[INSTRUCTIONS FOR THE TASK] Please, could you print all the lines below exactly, leaving out the pictures?

DATASET RECORDS: Begin

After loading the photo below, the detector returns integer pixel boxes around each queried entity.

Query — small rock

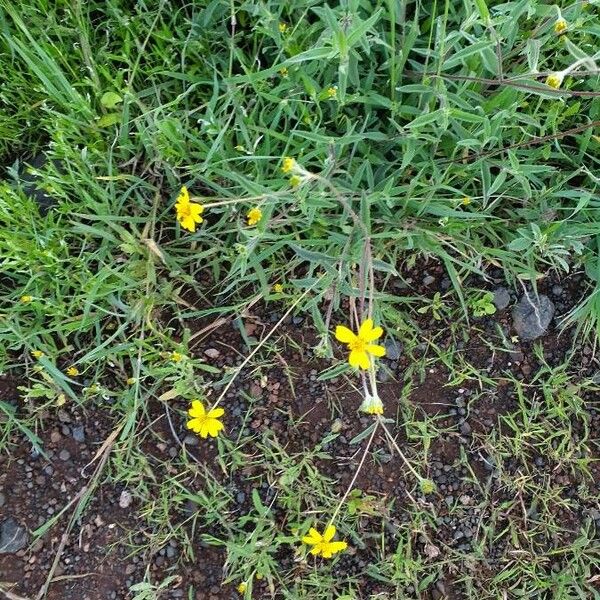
[57,409,71,423]
[50,431,61,443]
[551,284,563,297]
[459,421,472,435]
[119,490,133,509]
[492,287,511,310]
[423,275,435,286]
[0,493,5,508]
[204,348,220,359]
[71,425,85,442]
[59,449,71,461]
[0,518,28,553]
[384,338,402,361]
[183,434,199,446]
[512,293,555,341]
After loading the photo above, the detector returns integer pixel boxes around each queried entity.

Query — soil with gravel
[1,265,599,599]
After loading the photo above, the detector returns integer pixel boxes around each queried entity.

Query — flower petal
[303,528,322,544]
[207,407,224,419]
[323,525,336,542]
[176,186,190,204]
[335,325,356,344]
[349,349,370,370]
[206,419,224,437]
[363,325,383,342]
[358,319,374,338]
[365,344,386,357]
[323,541,347,557]
[186,417,201,432]
[189,400,205,418]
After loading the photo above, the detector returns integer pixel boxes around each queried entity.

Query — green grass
[1,0,600,598]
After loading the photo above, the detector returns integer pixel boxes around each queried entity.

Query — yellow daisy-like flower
[66,366,79,377]
[326,86,337,99]
[187,400,225,438]
[554,18,568,35]
[461,196,471,205]
[278,22,288,33]
[247,206,263,226]
[175,186,205,233]
[171,351,183,363]
[32,350,45,359]
[545,73,562,89]
[273,283,284,293]
[279,67,288,77]
[335,319,386,370]
[127,377,137,385]
[237,582,247,594]
[289,175,301,187]
[302,524,348,559]
[20,295,33,303]
[281,156,295,174]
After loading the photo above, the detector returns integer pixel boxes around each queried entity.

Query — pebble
[492,287,511,310]
[459,421,472,435]
[59,449,71,461]
[72,425,85,442]
[384,338,402,361]
[512,294,555,341]
[0,493,4,508]
[0,518,28,553]
[204,348,220,359]
[423,275,435,286]
[119,490,133,509]
[183,434,199,446]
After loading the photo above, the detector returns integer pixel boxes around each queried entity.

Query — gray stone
[0,493,5,508]
[183,434,199,446]
[459,421,472,435]
[59,449,71,461]
[72,425,85,442]
[0,518,28,553]
[492,287,511,310]
[384,338,402,361]
[512,294,555,341]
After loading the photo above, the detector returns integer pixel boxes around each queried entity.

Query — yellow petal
[207,407,224,419]
[366,344,386,357]
[188,400,205,418]
[186,418,201,432]
[206,419,224,437]
[349,349,370,370]
[309,545,321,555]
[302,528,322,544]
[180,216,197,232]
[176,186,190,203]
[335,325,356,343]
[322,541,347,558]
[363,325,383,342]
[358,319,374,338]
[323,524,336,542]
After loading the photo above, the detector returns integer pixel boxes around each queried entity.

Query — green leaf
[96,113,121,127]
[100,91,123,109]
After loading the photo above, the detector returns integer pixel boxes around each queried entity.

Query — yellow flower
[20,295,33,303]
[32,350,45,359]
[175,186,205,232]
[127,377,137,385]
[359,392,384,415]
[187,400,225,438]
[326,86,337,99]
[335,319,386,369]
[247,206,263,226]
[278,22,288,33]
[66,366,79,377]
[273,283,284,293]
[171,351,183,363]
[281,156,295,174]
[554,18,568,35]
[289,175,301,187]
[545,73,563,89]
[461,196,471,205]
[279,67,288,77]
[302,524,347,559]
[237,582,247,594]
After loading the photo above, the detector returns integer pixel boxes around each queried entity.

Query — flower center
[178,202,192,218]
[349,337,366,352]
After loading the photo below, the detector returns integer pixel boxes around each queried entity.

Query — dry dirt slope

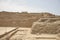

DATASET RECORDS: End

[EXERCISE RESULT]
After loading the photo below, the detector returns integer pixel boxes around each queried entity.

Query — small rock

[57,409,71,423]
[50,431,61,443]
[551,284,563,297]
[459,421,472,435]
[119,490,133,509]
[492,287,511,310]
[423,275,435,286]
[0,493,5,508]
[204,348,220,359]
[71,425,85,442]
[59,449,71,461]
[0,518,28,553]
[384,338,402,361]
[183,434,199,446]
[512,293,555,341]
After loading the photo above, the detector returns integer pixel boxes around each queried entity.

Query — soil with gravel
[1,265,599,599]
After loading the photo above, the detector returns integer pixel boxes around each queried entity.

Query — flower petal
[303,528,322,544]
[207,407,224,419]
[323,525,336,542]
[176,186,190,204]
[335,325,356,344]
[349,349,370,370]
[206,419,224,437]
[363,325,383,342]
[358,319,374,338]
[365,344,386,357]
[323,541,347,557]
[186,417,201,432]
[189,400,205,418]
After loading the photo above, the detector returns integer pixel boxes around each queried entity.

Query — green grass
[1,0,600,598]
After loading the photo above, the detector returns integer pixel boxes around each queried entity.

Query — yellow daisy-like flower
[66,366,79,377]
[326,86,337,99]
[187,400,225,438]
[554,18,568,35]
[461,196,471,205]
[278,22,288,33]
[247,206,263,226]
[175,186,205,233]
[171,351,183,363]
[32,350,45,359]
[545,73,562,89]
[273,283,284,293]
[279,67,288,77]
[335,319,386,370]
[127,377,137,385]
[237,582,247,594]
[289,175,301,187]
[302,524,348,559]
[20,295,33,303]
[281,156,295,174]
After loading the photo above, the detector returns integer pixel boxes around each queried entity.

Query — pebble
[492,287,511,310]
[459,421,472,435]
[59,449,71,461]
[72,425,85,442]
[384,338,402,361]
[512,294,555,341]
[0,493,4,508]
[0,518,28,553]
[204,348,220,359]
[423,275,435,286]
[119,490,133,509]
[183,434,199,446]
After loading the photo above, the detector returns integer pixel boxes around each queried entity.

Query — gray stone
[0,493,5,508]
[183,434,199,446]
[459,421,472,435]
[59,449,71,461]
[72,425,85,442]
[0,518,28,553]
[492,287,511,310]
[384,338,402,361]
[512,294,555,341]
After loading the photo above, the detector returns integer pixel boxes around each queried entity.

Query — yellow petal
[207,407,224,419]
[366,344,386,357]
[188,400,205,418]
[186,418,201,432]
[206,419,224,437]
[349,349,370,370]
[309,545,321,555]
[302,528,322,544]
[180,216,197,232]
[176,186,190,203]
[335,325,356,343]
[322,541,347,558]
[363,325,383,342]
[358,319,374,338]
[323,524,336,542]
After loading the photo above, the detector returns integer pixel boxes around each queried entity.

Query — green leaf
[96,113,121,127]
[100,91,123,109]
After loading the photo above, the detector returns integer pixel boxes around each queried entity.

Query — yellow flower
[20,295,33,303]
[32,350,45,359]
[175,186,205,232]
[127,377,137,385]
[359,392,384,415]
[187,400,225,438]
[326,86,337,99]
[335,319,386,369]
[247,206,263,226]
[278,22,288,33]
[66,366,79,377]
[273,283,284,293]
[171,351,183,363]
[281,156,295,174]
[554,18,568,35]
[289,175,301,187]
[545,73,563,89]
[461,196,471,205]
[279,67,288,77]
[302,524,347,559]
[237,582,247,594]
After loading the photo above, the detector returns integer pixel boxes around each queried entity.

Query — flower center
[178,202,192,218]
[349,337,366,352]
After loading the photo below, the detector returns integer pixel boxes around each queried entity.

Query — dry dirt slope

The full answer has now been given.